┌─ Excerpted records
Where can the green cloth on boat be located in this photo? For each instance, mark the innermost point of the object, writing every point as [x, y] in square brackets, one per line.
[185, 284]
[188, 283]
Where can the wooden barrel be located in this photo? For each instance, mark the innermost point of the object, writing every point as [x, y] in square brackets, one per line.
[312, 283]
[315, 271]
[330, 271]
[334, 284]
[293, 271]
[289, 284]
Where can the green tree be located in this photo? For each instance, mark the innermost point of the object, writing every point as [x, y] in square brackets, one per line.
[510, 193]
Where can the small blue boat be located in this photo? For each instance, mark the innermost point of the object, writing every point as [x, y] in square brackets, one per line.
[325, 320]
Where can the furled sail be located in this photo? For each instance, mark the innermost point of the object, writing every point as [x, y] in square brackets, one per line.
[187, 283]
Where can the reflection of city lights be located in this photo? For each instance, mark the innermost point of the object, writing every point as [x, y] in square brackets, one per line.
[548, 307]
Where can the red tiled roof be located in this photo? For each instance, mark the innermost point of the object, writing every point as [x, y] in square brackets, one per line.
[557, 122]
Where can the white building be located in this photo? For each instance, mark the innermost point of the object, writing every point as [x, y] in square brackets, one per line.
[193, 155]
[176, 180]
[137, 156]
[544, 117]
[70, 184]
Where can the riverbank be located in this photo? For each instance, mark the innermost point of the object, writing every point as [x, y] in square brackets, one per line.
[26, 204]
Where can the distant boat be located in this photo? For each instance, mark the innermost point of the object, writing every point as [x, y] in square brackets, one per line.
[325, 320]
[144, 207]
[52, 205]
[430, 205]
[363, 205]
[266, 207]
└─
▶ _Given request_
Copy, without changes, every line of the listing above from the one containing "Where can the riverbank" through the final line, both included.

▶ _Solution for this task_
Where can the riverbank be located in this photo? For each instance, mark the innermost point of the object, writing every point as [x, y] in square brackets, one per line.
[26, 204]
Where can the distant boat be located in this photo? For each instance, mark the innermost point of the object, writing every point as [x, y] in square brackets, one per line.
[325, 320]
[144, 207]
[52, 205]
[430, 205]
[363, 205]
[266, 207]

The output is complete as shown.